··· Recorded information ···
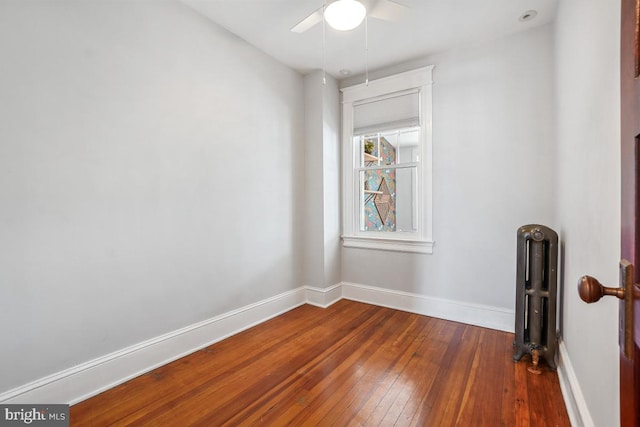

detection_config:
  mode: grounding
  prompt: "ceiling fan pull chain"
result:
[364,16,369,86]
[322,1,327,86]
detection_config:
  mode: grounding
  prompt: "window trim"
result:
[341,65,434,254]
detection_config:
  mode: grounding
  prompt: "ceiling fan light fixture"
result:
[324,0,367,31]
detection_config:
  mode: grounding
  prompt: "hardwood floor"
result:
[71,300,570,426]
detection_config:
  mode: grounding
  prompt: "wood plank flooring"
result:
[71,300,570,427]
···
→ Task prompt:
Print the material above again, line for line and without any changes, but leave out the picture.

→ Response to the task:
detection_config:
  mode: grounding
  prompt: "ceiling fan pull chain"
result:
[364,16,369,86]
[322,1,327,86]
detection_config:
  mode: grounding
  prompt: "window trim"
result:
[341,65,434,254]
detection_config:
  mode: grounding
  prompt: "ceiling fan light fixture"
result:
[324,0,367,31]
detection_config:
  mode: grounding
  prompt: "hardwood floor"
result:
[71,300,570,426]
detection_config:
  mode: grounding
  prompt: "wood plank flooring"
result:
[71,300,570,427]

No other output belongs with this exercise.